> [TEXT PASSAGE]
+ + + +

Expectedly, the “EFCC Order” has since been opposed by organized
pressure groups of bankers and other employees of financial
institutions. Considering the age of the Bank Employees, etc.
(Declaration of Assets) Act and its unpopularity, many stakeholders
have expressed and popularized their wrong understanding of the
Bank Employees, etc. (Declaration of Assets) Act. This has created
several myths and conspiracy theories around the “BEDA Act”. Hence,
this work is designed to save the day, by “Debunking Myths Relating
to Bankers Declaration of Assets Law”. A version of this work
was earlier published on ThisDay Newspaper (a national daily) on 6
April 2021, under the title “Legality Of The EFCC Order on Bank
Employees Declaration of Assets” on its hard copy at page 8 and
online copy at <https://www.thisdaylive.com/index.php/2021/04/06/legality-of-the-efcc-order-on-bank-employees-declaration-of-assets/amp/[2]>.

The Bank Employees, etc. (Declaration of Assets) Act (“BEDA
Act”) is a federal law made in September 1986. The “BEDA Act”
mandates all employees and former employees of the Nigeria Customs
Service, the Central Bank of Nigeria, Banks, Bureau de Change,
Cryptocurrencies operators and all other financial institutions in
Nigeria or in foreign branches to declare their assets annually and
to continue to do so even 2 years after termination of the
employment. It also, allows the President of Nigeria to add more
persons to the list of persons to be bound by the law to declare
their assets.

Myths and Conspiracy Theories about the “BEDA Act”:
Below is an attempt to debunk some of the popular myths and
conspiracy theories about and around the Bank Employees, etc.
(Declaration of Assets) Act (“BEDA Act”).

1.1 Prior to 16 March 2021, most Nigerians were only aware of
the declaration of assets by public officers (government workers)
under the Code of Conduct. This is easily justifiable, since public
officers mingle with public funds and trust, so there is need to
track their personal assets. Hence, there was or is a popular
assumption among many Nigerians, that private persons and
businesses have no duty to declare their assets. Well, this
assumption has been wrong since 26 September 1986, when the “BEDA
Act” was made to compel private citizens employed in the financial
sector of the economy to declare their assets.

+ + + +

> [DATA SECTION]
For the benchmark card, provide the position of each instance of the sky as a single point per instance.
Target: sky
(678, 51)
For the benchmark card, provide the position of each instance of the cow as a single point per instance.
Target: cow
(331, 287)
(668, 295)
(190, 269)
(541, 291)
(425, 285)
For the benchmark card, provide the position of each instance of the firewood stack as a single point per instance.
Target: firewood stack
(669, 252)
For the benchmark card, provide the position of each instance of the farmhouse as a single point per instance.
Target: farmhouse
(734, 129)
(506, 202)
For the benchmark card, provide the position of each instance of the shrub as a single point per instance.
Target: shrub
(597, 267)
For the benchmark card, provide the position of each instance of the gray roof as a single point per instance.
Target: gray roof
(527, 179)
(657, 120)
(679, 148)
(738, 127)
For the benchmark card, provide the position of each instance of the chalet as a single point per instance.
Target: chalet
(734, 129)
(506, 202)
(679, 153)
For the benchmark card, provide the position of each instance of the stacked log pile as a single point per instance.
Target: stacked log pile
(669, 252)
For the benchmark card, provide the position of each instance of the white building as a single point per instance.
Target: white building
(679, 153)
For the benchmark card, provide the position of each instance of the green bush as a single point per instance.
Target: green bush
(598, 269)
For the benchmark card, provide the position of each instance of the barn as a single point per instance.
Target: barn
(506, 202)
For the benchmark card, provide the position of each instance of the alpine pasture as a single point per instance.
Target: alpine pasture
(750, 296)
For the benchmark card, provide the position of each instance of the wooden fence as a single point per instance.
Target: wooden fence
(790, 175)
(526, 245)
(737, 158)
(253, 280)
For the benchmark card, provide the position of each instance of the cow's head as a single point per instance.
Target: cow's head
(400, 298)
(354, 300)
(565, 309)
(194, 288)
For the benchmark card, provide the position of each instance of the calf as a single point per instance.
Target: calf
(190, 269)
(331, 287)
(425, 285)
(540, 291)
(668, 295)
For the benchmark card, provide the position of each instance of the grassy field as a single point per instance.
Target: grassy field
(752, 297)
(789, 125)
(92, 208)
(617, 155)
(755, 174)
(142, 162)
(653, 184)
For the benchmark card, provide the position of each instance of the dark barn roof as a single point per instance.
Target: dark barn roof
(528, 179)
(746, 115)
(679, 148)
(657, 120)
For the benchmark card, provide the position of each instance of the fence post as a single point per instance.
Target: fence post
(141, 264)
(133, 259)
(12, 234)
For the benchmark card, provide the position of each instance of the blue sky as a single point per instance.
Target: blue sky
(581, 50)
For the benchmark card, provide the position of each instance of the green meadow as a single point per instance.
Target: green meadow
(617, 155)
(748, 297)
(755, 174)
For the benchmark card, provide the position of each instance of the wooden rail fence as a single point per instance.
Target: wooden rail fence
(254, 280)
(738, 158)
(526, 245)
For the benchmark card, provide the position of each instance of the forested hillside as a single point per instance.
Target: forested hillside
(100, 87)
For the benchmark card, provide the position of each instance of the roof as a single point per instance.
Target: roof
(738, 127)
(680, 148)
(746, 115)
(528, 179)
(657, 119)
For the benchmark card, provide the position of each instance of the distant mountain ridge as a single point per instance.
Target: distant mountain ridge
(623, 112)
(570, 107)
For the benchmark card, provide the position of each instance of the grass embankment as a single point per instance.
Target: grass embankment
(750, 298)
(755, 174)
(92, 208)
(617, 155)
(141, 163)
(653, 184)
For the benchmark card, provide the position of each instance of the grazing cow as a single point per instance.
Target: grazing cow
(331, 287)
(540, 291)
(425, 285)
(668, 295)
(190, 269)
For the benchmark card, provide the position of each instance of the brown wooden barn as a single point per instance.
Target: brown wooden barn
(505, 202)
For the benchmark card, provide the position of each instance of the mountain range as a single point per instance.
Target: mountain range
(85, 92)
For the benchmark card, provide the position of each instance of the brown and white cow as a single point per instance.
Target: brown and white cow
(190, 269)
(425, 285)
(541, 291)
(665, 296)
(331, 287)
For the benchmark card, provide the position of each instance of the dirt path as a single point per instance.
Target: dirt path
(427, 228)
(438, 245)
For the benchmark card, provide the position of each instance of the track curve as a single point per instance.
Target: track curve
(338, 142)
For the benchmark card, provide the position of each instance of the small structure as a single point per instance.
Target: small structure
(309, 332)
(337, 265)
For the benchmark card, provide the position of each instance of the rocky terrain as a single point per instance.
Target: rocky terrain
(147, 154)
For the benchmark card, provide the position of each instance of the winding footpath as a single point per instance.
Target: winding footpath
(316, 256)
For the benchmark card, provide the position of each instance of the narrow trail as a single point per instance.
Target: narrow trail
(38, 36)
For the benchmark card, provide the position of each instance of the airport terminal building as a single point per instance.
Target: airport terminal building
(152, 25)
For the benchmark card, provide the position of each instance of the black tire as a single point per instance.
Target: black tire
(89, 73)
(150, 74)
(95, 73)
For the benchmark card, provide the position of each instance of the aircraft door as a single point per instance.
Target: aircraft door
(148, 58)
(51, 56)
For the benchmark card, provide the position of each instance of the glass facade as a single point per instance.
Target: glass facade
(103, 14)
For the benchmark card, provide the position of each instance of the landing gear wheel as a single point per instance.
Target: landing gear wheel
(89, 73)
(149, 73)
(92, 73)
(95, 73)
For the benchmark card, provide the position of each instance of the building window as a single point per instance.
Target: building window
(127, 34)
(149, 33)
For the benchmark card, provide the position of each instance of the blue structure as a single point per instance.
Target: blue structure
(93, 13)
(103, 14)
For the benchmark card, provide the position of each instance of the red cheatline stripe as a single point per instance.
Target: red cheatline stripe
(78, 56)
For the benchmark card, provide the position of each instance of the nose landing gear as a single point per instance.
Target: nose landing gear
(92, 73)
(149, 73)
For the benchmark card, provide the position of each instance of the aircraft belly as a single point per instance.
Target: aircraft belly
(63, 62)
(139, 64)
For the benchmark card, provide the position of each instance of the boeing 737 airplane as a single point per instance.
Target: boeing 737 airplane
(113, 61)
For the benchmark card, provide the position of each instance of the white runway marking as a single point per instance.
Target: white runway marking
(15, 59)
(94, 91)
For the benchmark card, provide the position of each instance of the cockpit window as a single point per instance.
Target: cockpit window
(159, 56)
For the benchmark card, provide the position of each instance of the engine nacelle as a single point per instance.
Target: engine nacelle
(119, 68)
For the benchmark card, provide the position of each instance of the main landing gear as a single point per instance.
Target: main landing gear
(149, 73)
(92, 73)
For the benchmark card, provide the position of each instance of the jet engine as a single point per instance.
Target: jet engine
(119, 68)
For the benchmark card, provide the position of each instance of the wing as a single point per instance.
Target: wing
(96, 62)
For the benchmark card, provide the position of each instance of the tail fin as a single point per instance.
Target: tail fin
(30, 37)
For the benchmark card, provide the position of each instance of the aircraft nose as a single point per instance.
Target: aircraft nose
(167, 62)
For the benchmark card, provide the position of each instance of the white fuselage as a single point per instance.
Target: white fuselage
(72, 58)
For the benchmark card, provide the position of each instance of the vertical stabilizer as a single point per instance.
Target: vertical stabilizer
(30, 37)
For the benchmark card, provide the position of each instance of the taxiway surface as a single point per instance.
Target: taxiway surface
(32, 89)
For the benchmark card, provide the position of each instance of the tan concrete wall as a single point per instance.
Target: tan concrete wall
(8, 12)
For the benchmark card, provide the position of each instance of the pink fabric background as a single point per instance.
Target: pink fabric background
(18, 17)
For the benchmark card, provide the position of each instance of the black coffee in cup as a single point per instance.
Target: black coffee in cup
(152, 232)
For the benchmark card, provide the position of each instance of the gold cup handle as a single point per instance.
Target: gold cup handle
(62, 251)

+ + + +

> [TO DO]
a) Echo the BEDA Act passage word for word, from "The Bank Employees, etc. (Declaration" to "around the Bank Employees, etc.".
b) Answer these questions from the BEDA Act passage:
(i) In what month and year was the BEDA Act made?
(ii) On which page of the ThisDay hard copy did the earlier version of this work appear?
(iii) For how many years after their employment ends must covered employees keep declaring their assets?
The material above plays no part in what comes next.

> [ANSWERS FOR THE EXERCISE]
a)
The Bank Employees, etc. (Declaration of Assets) Act (“BEDA
Act”) is a federal law made in September 1986. The “BEDA Act”
mandates all employees and former employees of the Nigeria Customs
Service, the Central Bank of Nigeria, Banks, Bureau de Change,
Cryptocurrencies operators and all other financial institutions in
Nigeria or in foreign branches to declare their assets annually and
to continue to do so even 2 years after termination of the
employment. It also, allows the President of Nigeria to add more
persons to the list of persons to be bound by the law to declare
their assets.

Myths and Conspiracy Theories about the “BEDA Act”:
Below is an attempt to debunk some of the popular myths and
conspiracy theories about and around the Bank Employees, etc.

b)
(i) September 1986
(ii) Page 8
(iii) 2 years